What this task involves |
Return each line of the entries that holds the string "green".

- - -

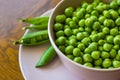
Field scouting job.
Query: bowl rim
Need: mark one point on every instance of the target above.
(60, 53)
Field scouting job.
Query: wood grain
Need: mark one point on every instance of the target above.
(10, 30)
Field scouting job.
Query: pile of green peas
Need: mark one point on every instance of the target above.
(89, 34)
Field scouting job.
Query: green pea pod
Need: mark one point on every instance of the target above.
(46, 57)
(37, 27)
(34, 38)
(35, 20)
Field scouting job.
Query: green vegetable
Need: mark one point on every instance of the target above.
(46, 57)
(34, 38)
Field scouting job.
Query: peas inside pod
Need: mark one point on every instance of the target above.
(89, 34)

- - -

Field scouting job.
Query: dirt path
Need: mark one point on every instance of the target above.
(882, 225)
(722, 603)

- - -

Completed task |
Query: pile of green peas
Query: green pea pod
Query: green vegetable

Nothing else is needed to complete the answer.